§ **Collected data entries**
>>
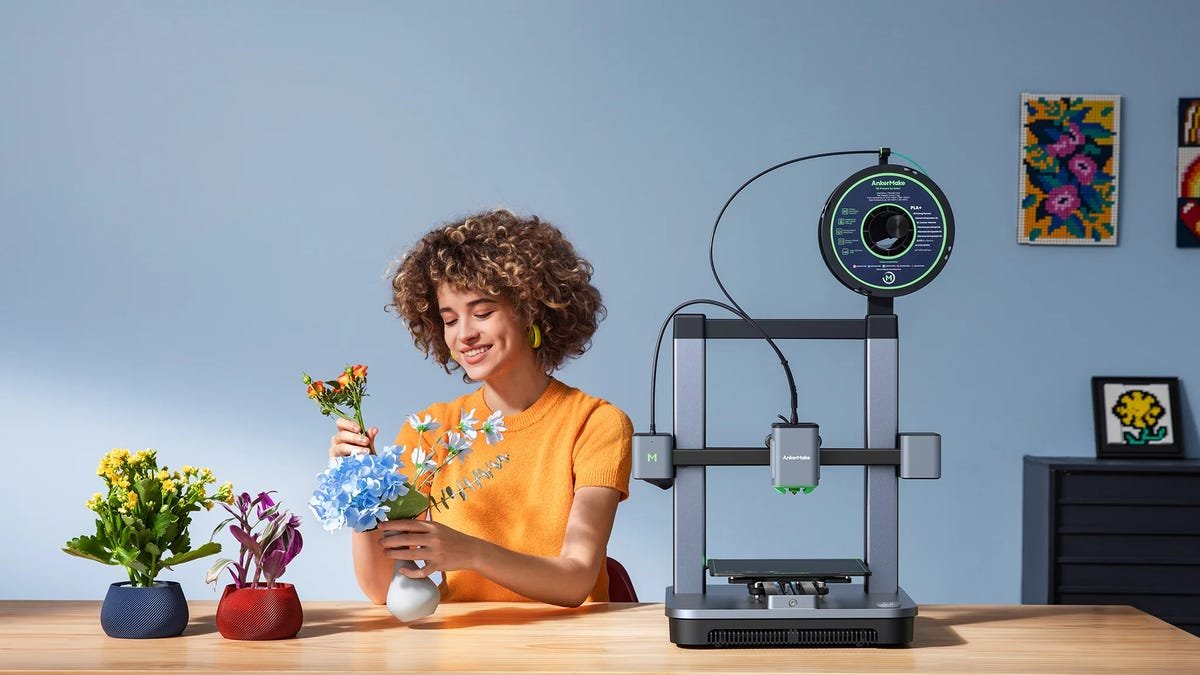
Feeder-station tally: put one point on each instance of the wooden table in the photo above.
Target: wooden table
(597, 638)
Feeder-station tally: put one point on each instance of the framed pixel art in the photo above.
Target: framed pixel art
(1187, 193)
(1138, 417)
(1069, 166)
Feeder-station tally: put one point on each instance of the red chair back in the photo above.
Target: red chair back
(621, 586)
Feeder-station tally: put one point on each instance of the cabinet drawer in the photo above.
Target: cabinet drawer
(1179, 548)
(1117, 578)
(1126, 519)
(1159, 488)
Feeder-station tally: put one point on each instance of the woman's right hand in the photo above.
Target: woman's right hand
(349, 440)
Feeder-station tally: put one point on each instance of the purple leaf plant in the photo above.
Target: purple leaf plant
(269, 539)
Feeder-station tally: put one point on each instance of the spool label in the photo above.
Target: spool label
(888, 231)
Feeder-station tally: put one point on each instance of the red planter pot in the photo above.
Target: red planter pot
(259, 613)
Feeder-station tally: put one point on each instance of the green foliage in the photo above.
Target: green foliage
(144, 514)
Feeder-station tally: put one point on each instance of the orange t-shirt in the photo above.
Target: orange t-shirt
(564, 441)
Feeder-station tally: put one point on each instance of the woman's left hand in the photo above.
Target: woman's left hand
(442, 548)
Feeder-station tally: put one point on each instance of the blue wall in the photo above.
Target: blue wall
(201, 201)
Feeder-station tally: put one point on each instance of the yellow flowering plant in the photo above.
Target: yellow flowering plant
(145, 513)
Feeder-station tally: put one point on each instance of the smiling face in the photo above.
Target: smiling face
(484, 334)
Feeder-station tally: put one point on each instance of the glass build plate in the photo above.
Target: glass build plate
(779, 569)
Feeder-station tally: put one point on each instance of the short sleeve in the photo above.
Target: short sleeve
(603, 454)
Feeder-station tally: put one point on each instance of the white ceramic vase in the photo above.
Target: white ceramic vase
(409, 599)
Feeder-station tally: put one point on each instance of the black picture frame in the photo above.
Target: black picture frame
(1134, 430)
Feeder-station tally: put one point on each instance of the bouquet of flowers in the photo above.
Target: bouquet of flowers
(145, 513)
(269, 539)
(361, 490)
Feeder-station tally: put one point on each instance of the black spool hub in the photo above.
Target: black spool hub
(886, 231)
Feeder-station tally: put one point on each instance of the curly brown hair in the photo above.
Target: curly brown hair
(525, 261)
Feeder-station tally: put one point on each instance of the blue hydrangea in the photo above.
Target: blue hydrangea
(355, 489)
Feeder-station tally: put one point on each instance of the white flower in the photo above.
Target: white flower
(427, 424)
(467, 424)
(457, 444)
(493, 428)
(423, 461)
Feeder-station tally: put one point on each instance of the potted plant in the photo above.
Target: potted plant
(144, 514)
(257, 607)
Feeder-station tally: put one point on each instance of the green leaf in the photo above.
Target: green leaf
(412, 505)
(221, 525)
(207, 549)
(162, 521)
(89, 548)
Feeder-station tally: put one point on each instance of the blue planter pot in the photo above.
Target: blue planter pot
(156, 611)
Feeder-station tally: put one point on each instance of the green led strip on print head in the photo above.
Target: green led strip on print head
(941, 213)
(785, 490)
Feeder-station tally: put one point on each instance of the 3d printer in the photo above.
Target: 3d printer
(886, 231)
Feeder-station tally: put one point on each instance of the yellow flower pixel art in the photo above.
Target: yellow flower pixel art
(1140, 410)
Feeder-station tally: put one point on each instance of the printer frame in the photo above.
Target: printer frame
(876, 611)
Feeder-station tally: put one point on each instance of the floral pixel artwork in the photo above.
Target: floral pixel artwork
(1139, 416)
(1069, 159)
(1187, 193)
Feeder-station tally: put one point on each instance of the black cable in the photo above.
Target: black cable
(739, 311)
(658, 345)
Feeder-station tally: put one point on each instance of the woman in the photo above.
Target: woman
(507, 300)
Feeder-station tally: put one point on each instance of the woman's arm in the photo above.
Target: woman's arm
(563, 580)
(372, 568)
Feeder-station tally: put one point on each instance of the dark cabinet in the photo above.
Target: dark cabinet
(1114, 532)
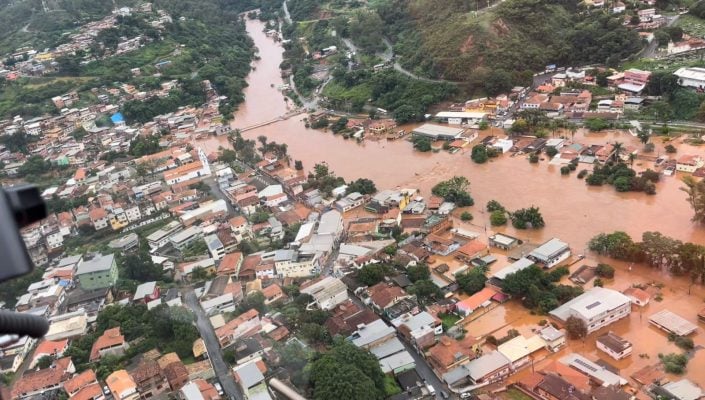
<<
§ **Brief**
Reproduce the data from the line containing "left hand in the photo above." through the line containing "(1134, 430)", inclusive, with the requests unchanged. Rescale every point coordinate in the answers by multiplying it by 2.4 and rounding to the nearest whole number, with halves rounded up.

§ **Expected answer**
Feeder-station tally: put one point on each instance of the woman's left hand in the photo above.
Target: woman's left hand
(1061, 1315)
Feeder-station tally: put one point on each instance of the blue wall in the photo above.
Target: blue wall
(482, 482)
Feeder-station tally: put one point on each instance of the yellow flowering plant in the photo above.
Target: yellow flowering plant
(348, 1231)
Feeder-station tally: put one point on each instance of the smiling face in the photo above.
Target: smiling face
(1162, 802)
Feeder-station tally: put one point on each instance of the glass build plate in the photo above.
Target: glass build plate
(1870, 1366)
Feeder-station tally: put one point on each instance of the short sleeve in the photo above.
Target: short sleeve
(1447, 1090)
Feeder-station tally: put one point on each instance of the white ceramic vase in the photo above.
Target: white ceramic vase
(982, 1438)
Feeder-station tally: put one point on each instance of the black picture frame in the photo above.
Target: black picture frame
(2722, 1032)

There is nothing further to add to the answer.